◆ Selected passage ◆
So, Sunday night, I had returned M&M home when Milaena told me about some problems she was having at school. We had discussed this briefly before, but never gotten into it heavily.
Apparently, these boys were teasing her and telling her that her hair was ugly. They would follow her around and bother her and when she would try to talk, they would tell her what she said didn’t matter. She was clearly concerned, with good reason. So, we set out to fix the problem.
In my therapy, I’m a huge proponent of modeling and role play. So, when discussing what to do, I modeled the behavior for her, asked her to repeat it, then gave her feedback. After a few times, she had it down pat. I would say bad things, she would reply with something along the lines of not wanting to talk to people that don’t say nice things, then walk away. When walking away, I would pursue her and continue the pestering. She would then turn around, look me straight in the eye, and indicate that if I did not stop following her, that she would alert the teacher. She would march away with such sass, that I had to really hold my laughter.
As you might guess I was happy to hear from her on Monday that she had in fact put the plan to action. She told me she did exactly what we practiced and then had actually alerted her teach (who I was glad to hear, took correct action). She repeated again Tuesday and called me last night to tell me they boys had stopped bugging her completely. I was so proud.
Of course, I understand the meaning of a five-to-six year old boy teasing a female peer, but I refrained from explaining this to Milaena. Regardless of his intent, there is just something in me that refuses to raise a daughter who is demure, passive, and prone to being walked on. I won’t do it. I understand this is likely the fist of many occasions where my advice may be needed, but I’m thoroughly prepared to help her through these situations and to do whatever necessary to ensure she continues coming to me for help.

◆ Information supplied ◆
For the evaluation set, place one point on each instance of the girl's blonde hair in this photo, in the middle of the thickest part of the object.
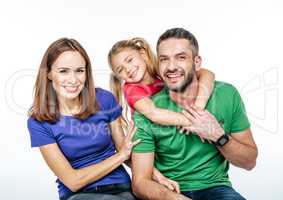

◆ What is required ◆
In the post about the teasing at school, what would Milaena threaten to do if the pestering followed her as she walked away?

◆ Result below ◆
She would say she would alert the teacher.